YOUR TASK
Show every line in the listing below that contains the string "sandy". Case counts.

[Rows from a pointing dataset]
********************

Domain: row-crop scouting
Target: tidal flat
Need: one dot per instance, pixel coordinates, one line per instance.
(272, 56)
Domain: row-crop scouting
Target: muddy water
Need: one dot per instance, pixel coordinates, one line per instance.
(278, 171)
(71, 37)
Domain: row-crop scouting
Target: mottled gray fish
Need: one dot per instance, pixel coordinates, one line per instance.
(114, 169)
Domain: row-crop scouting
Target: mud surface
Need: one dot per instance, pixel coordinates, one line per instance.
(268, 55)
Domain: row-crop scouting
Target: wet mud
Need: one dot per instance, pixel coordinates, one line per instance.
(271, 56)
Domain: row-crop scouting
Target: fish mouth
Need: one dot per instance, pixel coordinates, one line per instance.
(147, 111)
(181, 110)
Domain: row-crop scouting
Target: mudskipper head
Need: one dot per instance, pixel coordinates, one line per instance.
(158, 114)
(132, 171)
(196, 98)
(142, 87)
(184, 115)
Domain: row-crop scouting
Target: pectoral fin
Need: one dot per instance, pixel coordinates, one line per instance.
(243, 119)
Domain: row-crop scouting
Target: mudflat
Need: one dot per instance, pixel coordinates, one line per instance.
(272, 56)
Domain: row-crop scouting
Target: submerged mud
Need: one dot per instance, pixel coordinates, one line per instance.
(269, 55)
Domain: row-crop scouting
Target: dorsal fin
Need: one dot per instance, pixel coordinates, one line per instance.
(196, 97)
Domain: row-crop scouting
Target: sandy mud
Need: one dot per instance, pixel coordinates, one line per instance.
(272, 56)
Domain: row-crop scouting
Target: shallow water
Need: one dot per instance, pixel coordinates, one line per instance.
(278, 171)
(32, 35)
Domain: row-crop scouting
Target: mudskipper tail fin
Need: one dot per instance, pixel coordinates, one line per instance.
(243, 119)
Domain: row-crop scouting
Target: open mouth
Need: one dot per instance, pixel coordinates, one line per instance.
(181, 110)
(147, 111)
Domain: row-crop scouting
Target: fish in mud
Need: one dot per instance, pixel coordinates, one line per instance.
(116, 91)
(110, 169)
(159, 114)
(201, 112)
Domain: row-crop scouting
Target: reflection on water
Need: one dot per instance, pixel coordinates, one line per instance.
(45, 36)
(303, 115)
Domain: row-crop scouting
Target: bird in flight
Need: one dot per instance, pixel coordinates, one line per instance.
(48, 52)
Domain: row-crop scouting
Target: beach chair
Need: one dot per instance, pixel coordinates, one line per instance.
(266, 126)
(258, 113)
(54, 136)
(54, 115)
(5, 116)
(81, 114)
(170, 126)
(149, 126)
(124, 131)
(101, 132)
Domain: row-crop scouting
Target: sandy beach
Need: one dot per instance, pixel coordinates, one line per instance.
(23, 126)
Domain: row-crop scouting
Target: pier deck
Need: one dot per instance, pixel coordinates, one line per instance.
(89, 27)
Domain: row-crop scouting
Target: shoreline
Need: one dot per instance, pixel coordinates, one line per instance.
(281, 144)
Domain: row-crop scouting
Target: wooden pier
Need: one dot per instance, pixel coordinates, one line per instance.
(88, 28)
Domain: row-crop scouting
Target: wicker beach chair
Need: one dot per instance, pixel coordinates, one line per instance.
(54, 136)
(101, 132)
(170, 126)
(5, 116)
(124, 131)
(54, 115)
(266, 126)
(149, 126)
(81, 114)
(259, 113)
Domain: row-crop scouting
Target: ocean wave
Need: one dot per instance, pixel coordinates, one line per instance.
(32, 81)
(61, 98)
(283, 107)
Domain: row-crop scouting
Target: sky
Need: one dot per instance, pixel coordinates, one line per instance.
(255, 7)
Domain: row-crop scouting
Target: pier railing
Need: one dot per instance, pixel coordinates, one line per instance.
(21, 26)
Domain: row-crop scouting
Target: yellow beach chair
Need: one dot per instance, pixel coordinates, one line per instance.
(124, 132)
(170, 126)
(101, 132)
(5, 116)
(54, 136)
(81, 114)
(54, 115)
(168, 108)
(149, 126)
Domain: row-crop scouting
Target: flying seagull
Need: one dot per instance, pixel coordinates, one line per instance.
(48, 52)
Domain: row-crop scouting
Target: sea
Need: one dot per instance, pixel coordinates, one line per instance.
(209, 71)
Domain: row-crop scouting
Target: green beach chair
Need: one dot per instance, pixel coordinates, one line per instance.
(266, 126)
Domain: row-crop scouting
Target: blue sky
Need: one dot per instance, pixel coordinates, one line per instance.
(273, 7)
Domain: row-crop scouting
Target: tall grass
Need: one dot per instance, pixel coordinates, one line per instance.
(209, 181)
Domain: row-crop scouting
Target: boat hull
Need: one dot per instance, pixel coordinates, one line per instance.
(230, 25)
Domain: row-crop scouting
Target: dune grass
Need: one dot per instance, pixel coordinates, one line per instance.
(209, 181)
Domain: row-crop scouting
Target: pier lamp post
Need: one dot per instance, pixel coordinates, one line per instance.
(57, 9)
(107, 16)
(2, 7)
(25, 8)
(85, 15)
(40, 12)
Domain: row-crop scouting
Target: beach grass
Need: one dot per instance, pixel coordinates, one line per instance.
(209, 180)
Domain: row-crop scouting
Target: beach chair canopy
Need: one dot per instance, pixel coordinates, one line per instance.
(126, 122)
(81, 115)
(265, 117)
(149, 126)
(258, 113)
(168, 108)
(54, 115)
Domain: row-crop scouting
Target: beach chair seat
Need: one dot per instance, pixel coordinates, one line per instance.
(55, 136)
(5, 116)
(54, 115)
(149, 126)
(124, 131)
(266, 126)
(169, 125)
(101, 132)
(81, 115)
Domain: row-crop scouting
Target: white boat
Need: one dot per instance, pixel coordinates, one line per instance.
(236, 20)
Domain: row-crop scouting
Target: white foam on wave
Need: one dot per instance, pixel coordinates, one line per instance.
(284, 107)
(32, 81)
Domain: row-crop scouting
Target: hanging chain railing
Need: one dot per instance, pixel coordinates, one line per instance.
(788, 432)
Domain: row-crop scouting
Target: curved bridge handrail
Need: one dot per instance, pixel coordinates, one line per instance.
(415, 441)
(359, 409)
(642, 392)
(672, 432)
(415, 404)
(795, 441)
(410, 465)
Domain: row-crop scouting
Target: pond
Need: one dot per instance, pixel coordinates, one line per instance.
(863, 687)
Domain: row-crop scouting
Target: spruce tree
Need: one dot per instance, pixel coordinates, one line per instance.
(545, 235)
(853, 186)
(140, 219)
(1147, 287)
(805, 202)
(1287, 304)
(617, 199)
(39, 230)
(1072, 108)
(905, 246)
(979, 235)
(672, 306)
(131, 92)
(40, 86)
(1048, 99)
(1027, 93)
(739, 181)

********************

ANSWER BELOW
Target: sandy mud
Target: sandy beach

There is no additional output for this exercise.